[READING TEXT]
━━━━
According to a study conducted by researchers from the Boston Consulting Group, Harvard’s colleges of medicine and public health, and several other companies, insurers unintentionally reward hospitals that make surgical errors.

The study notes the reason for this is the insurance companies compensate these hospitals for the additional support, care, and longer stays of patients that suffer increased complications that might have been prevented during surgery. The study was published in The Journal of the American Medical Association.

The researchers studied the records of over 34,000 people who underwent surgical procedures in 2010. Over 1,800 of these patients experienced problems resulting from the surgeries: problems that might have been easily prevented.

The complications due to surgical errors included pneumonia, blood clots, and infected cuts. After analyzing the costs to insurance companies, the researchers discovered that hospitals tend to profit an average of $30,500 more when treating patients with complications than without.
━━━━
[DATA SECTION]

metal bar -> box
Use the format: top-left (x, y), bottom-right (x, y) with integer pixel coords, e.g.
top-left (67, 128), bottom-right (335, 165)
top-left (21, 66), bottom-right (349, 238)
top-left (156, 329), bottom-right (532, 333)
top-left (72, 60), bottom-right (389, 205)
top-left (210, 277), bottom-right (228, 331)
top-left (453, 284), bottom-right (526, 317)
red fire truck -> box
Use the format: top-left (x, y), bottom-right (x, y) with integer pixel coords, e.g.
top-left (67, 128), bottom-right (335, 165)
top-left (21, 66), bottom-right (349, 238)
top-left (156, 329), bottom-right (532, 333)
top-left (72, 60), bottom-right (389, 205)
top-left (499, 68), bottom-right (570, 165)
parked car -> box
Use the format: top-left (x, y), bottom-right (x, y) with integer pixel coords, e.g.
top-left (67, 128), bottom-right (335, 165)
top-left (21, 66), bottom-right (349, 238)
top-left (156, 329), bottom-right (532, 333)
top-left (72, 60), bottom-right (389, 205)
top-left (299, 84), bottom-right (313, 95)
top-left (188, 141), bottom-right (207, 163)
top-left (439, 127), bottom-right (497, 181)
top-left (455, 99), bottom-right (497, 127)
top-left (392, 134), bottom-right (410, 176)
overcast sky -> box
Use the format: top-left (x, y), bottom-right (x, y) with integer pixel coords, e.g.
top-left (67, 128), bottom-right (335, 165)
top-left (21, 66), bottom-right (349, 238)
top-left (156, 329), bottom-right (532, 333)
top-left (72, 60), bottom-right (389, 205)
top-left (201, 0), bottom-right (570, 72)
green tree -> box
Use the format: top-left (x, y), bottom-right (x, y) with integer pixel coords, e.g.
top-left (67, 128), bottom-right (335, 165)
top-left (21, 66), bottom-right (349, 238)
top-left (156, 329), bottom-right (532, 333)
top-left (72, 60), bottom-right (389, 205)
━━━━
[CHECK YOUR UNDERSTANDING]
1. Print the article on surgical errors between "The researchers studied" and "complications than without.", inclusive.
2. List the complications from surgical errors that the article on surgical errors names.
3. Pick up the article on surgical errors after its final sentence and keep writing it.
You won't need the material for any of this.

[YOUR WRITTEN ANSWERS]
1.
The researchers studied the records of over 34,000 people who underwent surgical procedures in 2010. Over 1,800 of these patients experienced problems resulting from the surgeries: problems that might have been easily prevented.

The complications due to surgical errors included pneumonia, blood clots, and infected cuts. After analyzing the costs to insurance companies, the researchers discovered that hospitals tend to profit an average of $30,500 more when treating patients with complications than without.

2. Pneumonia, blood clots, infected cuts

3.
Analyzing this study, you can make the inference that hospitals actually tend to profit from surgical complications, even though the conductors of the study stated that they do not mean to say that hospitals are intentionally making these errors.

However, they did conclude, as we all might, that insurers should not pay hospitals when these complications do occur. They also stated that hospitals that perform successful surgeries should be rewarded with additional compensation.

The researchers suggested that hospitals should have to publish their surgical error rates so patients in Louisiana and around the country will know which hospitals they may want to avoid when undergoing treatment. This approach could force hospitals with high complication rates to improve conditions, regardless of cost, so that they can stay in business.